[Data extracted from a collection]

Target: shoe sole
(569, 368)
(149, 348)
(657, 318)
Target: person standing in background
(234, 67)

- [What the task requires] Exactly reproduce every line found in the records.

- [Response to this exercise]
Target: shoe sole
(569, 368)
(149, 348)
(657, 318)
Target: person standing in background
(234, 67)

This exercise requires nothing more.